Schreib alle Zwischenüberschriften aus dem Text über den Herzinfarkt im Flugzeug heraus, in ihrer Reihenfolge.

Ausgewählter Text:
• • •
Minden(mr). Es ist kurz nach halb zwölf, mittags. Zeit für die Essensausgabe im Johannes-Wesling-Klinikum Minden. Patient Henning Rehbock hat jedoch keinen Appetit. Der 51-jährige Petershäger sitzt sonst um diese Zeit bereits im Flieger auf Geschäftsreise nach Asien. Als dem groß gewachsenen Mann auf dem Rückflug von Indien vor Pfingsten im Flieger „speiübel“ wurde, dachte er sich nichts dabei. „Da hab ich wohl was Falsches gegessen“, erzählt Rehbock während er sich in seinem Krankenbett aufrichtet. Zu der Übelkeit kam später ein starkes Brennen und heftige Schmerzen in der Brust, erzählt der gebürtige Hildener.
Mit dem Notarzt ins Klinikum
„Ich hatte keine Todesangst aber ich war völlig aufgewühlt“, sagt Rehbock. Ein paar Tage später ging er zum Hausarzt, der ihn nach einem Blick auf das EKG sofort mit dem Rettungswagen ins JWK schickte. Tatsächlich, so bestätigten später die Ärzte, habe der Mann im Flugzeug einen Herzinfarkt erlitten. „Das Wochenende habe ich überstanden, weil ich bei guter körperlicher Verfassung sei“, zitiert Rehbock den Hausarzt. „Ein Anderer hätte das niemals überlebt“, war sich der Mediziner sicher.
Herzleistung bei 50 Prozent
Im Johannes Wesling Klinikum Minden angekommen, stellte PD Dr. Marcus Wiemer, Chefarzt der Klinik für Kardiologie und Internistische Intensivmedizin des JWK fest, dass die Herzleistung des Mannes nur noch bei 50 Prozent lag. Grund dafür war eine verstopfte Arterie. Das Herz des 51-Jährigen war nur schwach durchblutet. Jetzt musste schnell gehandelt werden: „Über die Beinschlagader des Patienten führten wir einen Katheter ein und schoben ihn zur verengten Stelle am Gefäß“, erklärt Wiemer. Der Ballon am Katheter entfaltet sich unter hohem Druck mit bis zu 20 bar an der verengten Stelle. „Durch den Druck konnten wir die Ablagerungen in die Gefäßwand schieben und das Blut konnte wieder fließen.“
„Stelle am Herz war steinhart“
„Die Behandlung war erfolgreich“, freut sich Rehbock. „Doch da gab es noch eine zweite verstopfte Arterie, die bis zu 70 Prozent zu war“, erzählt der kräftige Mann. Diese Stelle am Herz war steinhart“, fügt der Chefarzt hinzu. Mit einem Druck von 30 bar versuchten die Spezialisten den Ballon im Inneren des Gefäßes aufzuweiten – ohne Erfolg. Die Behandlung musste abgebrochen werden.
• • •
Übungsdaten:
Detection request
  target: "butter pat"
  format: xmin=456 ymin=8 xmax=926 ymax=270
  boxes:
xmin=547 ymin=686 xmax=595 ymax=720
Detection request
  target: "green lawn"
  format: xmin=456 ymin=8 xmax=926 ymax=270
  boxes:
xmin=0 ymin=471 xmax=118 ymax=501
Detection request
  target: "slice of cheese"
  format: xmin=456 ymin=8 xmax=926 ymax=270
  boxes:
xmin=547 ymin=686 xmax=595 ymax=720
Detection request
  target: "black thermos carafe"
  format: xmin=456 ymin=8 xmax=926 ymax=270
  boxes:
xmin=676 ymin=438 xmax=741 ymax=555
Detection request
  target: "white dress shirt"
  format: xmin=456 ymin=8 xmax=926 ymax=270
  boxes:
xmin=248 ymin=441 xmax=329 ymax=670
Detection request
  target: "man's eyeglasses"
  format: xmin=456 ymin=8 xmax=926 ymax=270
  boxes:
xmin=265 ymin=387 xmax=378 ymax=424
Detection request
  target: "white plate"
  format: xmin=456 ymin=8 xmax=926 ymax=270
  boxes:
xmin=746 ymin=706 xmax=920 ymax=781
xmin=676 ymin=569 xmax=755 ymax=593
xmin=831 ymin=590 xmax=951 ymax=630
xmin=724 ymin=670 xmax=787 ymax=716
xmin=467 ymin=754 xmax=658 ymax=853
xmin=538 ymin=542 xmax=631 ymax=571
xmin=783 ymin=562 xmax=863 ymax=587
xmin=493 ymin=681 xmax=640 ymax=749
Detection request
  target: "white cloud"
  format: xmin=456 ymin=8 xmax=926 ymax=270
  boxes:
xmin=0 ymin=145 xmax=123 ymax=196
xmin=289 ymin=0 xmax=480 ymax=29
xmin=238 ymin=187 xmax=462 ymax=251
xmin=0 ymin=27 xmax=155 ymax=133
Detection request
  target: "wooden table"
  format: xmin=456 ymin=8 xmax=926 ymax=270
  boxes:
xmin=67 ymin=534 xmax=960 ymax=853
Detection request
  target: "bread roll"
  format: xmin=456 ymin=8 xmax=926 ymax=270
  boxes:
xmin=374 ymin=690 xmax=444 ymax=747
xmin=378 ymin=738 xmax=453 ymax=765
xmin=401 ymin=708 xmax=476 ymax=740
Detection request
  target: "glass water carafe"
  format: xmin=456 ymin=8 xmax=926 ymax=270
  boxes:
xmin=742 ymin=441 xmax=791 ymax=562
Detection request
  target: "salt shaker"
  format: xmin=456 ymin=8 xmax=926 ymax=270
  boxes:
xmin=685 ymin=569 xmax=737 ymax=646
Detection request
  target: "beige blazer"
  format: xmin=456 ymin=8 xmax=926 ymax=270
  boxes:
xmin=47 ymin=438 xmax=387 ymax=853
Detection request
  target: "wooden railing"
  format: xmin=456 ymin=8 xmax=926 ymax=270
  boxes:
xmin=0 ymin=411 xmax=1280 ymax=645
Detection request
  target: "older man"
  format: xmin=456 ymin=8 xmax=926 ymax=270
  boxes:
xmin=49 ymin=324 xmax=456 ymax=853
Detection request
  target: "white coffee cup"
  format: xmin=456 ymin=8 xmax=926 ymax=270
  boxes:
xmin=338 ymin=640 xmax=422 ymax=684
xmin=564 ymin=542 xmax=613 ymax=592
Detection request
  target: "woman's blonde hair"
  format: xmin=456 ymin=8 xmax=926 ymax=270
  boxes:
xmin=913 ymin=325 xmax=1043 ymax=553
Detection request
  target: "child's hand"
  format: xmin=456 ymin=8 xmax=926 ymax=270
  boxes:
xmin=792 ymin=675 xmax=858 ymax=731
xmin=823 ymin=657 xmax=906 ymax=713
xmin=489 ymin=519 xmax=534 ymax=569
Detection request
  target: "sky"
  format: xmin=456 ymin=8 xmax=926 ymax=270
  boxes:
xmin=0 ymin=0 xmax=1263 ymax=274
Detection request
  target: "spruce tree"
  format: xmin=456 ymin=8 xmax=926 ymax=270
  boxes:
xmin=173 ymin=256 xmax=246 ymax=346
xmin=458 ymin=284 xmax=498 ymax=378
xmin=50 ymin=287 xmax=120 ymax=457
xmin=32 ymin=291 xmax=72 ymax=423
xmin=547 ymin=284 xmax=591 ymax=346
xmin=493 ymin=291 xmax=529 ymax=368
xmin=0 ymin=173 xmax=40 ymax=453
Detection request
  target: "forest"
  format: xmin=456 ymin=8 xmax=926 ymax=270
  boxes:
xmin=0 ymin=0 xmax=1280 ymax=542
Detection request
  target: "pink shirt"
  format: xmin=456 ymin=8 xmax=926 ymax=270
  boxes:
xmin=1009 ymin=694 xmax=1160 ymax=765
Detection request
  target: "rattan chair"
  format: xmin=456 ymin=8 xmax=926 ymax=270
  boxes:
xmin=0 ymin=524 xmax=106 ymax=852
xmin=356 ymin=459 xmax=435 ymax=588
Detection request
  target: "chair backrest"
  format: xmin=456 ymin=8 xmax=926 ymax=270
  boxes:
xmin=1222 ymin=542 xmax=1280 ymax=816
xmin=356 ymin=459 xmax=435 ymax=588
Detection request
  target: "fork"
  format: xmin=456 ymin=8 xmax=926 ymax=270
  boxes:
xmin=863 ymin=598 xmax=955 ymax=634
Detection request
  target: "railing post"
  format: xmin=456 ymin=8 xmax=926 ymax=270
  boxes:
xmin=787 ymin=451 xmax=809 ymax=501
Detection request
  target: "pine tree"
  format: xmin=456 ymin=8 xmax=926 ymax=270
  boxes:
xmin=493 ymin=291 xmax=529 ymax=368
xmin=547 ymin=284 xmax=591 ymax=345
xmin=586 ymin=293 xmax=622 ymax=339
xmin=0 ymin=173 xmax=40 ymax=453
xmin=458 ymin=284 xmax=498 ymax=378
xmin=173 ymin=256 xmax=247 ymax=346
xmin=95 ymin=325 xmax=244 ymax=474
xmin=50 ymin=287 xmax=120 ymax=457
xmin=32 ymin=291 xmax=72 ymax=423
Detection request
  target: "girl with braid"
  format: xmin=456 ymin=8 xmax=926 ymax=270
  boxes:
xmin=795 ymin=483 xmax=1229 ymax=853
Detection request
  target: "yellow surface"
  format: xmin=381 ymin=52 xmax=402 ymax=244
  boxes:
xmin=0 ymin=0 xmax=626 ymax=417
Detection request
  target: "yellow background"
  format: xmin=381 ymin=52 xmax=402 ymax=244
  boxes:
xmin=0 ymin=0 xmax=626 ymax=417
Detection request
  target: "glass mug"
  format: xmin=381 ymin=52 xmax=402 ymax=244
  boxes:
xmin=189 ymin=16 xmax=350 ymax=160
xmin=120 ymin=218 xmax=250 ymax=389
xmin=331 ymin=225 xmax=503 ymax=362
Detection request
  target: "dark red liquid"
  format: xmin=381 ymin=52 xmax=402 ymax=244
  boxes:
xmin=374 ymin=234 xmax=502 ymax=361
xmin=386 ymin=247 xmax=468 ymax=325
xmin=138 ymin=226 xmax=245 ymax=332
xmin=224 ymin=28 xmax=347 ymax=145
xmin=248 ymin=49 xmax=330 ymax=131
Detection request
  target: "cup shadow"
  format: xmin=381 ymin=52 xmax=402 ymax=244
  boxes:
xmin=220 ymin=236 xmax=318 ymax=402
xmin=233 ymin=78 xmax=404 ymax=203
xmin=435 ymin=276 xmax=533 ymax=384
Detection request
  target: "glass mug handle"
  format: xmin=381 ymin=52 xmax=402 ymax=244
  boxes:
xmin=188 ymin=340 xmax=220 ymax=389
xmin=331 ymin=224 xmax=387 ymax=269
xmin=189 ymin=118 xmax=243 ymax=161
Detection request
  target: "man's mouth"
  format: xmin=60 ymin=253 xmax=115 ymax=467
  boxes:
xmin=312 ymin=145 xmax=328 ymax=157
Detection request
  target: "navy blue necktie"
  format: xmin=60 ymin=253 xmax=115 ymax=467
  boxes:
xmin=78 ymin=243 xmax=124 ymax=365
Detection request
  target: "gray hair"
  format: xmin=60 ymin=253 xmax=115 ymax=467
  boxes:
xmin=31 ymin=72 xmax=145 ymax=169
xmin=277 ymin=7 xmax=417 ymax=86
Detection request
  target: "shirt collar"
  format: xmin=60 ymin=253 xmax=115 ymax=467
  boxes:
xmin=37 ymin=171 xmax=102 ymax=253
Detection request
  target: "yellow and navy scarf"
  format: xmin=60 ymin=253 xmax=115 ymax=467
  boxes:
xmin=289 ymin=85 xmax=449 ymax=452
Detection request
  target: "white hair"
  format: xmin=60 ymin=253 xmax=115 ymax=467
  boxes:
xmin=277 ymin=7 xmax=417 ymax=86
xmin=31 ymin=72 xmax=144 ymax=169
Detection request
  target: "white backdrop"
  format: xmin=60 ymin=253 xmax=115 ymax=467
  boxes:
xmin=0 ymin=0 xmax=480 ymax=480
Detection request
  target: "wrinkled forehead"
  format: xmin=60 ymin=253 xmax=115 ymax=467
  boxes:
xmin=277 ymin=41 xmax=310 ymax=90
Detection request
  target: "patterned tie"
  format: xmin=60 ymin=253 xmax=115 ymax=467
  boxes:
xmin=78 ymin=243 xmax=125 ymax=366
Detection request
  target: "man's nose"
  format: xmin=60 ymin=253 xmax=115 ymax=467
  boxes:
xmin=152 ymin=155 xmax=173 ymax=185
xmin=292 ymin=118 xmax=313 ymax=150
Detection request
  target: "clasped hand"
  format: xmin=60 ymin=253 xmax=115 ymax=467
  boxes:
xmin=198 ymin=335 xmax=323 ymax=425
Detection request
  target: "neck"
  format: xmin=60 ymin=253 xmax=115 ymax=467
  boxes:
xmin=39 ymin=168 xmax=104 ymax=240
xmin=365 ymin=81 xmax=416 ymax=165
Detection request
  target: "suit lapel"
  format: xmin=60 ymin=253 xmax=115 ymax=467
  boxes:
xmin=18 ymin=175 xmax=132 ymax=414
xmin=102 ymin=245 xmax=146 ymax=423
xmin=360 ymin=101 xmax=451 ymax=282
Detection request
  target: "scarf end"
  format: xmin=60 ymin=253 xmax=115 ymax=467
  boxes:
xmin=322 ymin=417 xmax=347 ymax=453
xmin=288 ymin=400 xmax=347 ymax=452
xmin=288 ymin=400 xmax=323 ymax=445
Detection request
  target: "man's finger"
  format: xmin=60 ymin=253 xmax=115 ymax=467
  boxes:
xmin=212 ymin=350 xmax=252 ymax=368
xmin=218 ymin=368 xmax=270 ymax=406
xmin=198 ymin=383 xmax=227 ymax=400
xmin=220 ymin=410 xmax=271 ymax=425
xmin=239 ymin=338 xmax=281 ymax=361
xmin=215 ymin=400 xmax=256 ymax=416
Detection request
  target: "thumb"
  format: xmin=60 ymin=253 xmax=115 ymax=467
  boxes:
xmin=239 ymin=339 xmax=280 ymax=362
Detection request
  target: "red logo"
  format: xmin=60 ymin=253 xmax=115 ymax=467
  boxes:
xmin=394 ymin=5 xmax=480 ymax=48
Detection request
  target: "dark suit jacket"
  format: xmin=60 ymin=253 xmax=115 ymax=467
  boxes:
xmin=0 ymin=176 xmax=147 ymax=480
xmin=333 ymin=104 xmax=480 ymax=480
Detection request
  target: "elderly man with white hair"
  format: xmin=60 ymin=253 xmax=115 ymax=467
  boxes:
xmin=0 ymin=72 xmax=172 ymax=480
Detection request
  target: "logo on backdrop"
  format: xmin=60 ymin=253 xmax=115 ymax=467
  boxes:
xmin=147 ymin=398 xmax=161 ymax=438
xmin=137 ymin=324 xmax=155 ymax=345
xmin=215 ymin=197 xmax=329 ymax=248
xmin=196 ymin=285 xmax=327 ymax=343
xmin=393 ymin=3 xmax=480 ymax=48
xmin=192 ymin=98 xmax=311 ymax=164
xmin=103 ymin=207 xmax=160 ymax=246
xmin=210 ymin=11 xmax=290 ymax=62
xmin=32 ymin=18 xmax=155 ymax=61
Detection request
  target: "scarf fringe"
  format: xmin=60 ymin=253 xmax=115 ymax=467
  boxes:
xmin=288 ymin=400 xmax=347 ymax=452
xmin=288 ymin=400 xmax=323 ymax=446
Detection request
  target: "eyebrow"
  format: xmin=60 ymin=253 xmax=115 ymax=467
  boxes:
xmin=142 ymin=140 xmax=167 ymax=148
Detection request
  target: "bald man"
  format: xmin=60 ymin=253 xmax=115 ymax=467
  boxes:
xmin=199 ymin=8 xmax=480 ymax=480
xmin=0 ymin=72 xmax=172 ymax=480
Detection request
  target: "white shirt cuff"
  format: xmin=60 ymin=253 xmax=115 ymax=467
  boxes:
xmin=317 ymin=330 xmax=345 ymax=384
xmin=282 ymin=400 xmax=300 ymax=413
• • •
Lösung:
- Mit dem Notarzt ins Klinikum
- Herzleistung bei 50 Prozent
- „Stelle am Herz war steinhart“